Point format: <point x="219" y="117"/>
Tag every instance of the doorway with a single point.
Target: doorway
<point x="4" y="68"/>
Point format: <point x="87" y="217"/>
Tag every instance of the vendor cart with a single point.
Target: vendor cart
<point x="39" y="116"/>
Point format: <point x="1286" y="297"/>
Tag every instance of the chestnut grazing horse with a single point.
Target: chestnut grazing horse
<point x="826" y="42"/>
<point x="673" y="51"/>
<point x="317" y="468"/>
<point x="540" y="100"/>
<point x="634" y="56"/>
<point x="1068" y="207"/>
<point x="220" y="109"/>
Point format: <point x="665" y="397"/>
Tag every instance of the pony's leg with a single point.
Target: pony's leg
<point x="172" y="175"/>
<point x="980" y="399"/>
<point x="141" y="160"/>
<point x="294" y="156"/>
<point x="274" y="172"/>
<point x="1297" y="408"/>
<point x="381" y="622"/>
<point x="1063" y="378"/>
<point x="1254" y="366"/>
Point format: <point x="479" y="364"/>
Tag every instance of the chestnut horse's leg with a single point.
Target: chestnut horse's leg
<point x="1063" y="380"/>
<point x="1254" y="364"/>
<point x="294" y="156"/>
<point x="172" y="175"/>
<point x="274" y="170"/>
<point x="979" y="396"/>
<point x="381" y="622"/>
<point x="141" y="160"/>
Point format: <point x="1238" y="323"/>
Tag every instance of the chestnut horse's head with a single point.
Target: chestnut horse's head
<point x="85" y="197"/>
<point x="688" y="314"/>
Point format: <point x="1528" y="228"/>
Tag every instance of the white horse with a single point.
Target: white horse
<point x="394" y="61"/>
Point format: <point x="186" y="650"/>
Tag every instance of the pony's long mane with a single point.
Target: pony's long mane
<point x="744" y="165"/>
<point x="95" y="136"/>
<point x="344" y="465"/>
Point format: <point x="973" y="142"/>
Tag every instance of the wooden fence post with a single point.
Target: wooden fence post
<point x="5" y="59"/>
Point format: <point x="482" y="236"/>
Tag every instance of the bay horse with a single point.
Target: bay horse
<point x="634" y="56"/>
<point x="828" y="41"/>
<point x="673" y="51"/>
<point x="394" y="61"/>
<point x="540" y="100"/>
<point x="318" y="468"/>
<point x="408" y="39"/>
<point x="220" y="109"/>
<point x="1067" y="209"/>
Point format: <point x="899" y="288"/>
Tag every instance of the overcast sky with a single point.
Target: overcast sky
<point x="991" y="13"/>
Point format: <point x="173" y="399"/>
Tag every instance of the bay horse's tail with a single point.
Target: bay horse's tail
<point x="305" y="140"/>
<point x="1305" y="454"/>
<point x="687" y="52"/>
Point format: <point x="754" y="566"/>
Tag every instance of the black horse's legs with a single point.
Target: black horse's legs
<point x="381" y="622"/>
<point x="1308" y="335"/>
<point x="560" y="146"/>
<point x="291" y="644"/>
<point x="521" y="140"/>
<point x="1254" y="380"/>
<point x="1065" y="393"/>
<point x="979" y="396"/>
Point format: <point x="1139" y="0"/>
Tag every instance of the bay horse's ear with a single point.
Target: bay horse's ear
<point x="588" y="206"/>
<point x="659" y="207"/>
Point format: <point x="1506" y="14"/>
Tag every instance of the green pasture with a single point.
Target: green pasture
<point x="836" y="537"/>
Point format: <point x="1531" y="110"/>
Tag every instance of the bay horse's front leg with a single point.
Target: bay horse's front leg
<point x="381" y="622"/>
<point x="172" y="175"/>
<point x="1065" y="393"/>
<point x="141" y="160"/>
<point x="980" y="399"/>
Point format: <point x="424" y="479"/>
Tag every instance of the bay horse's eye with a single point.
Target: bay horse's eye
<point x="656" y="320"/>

○ ○ ○

Exercise prompt →
Copy, without any change, the lines from the one that contains "Tag every instance of the green" to the final line of the entries above.

Expected answer →
Tag every instance of the green pasture with a single point.
Target: green pasture
<point x="836" y="537"/>
Point format: <point x="1531" y="110"/>
Tag every instance of the bay horse's front leg with a single point.
Target: bay horse's front leg
<point x="381" y="622"/>
<point x="172" y="175"/>
<point x="1065" y="393"/>
<point x="141" y="160"/>
<point x="980" y="399"/>
Point format: <point x="424" y="479"/>
Tag every instance of the bay horse's eye with a single point.
Target: bay horse's eye
<point x="656" y="320"/>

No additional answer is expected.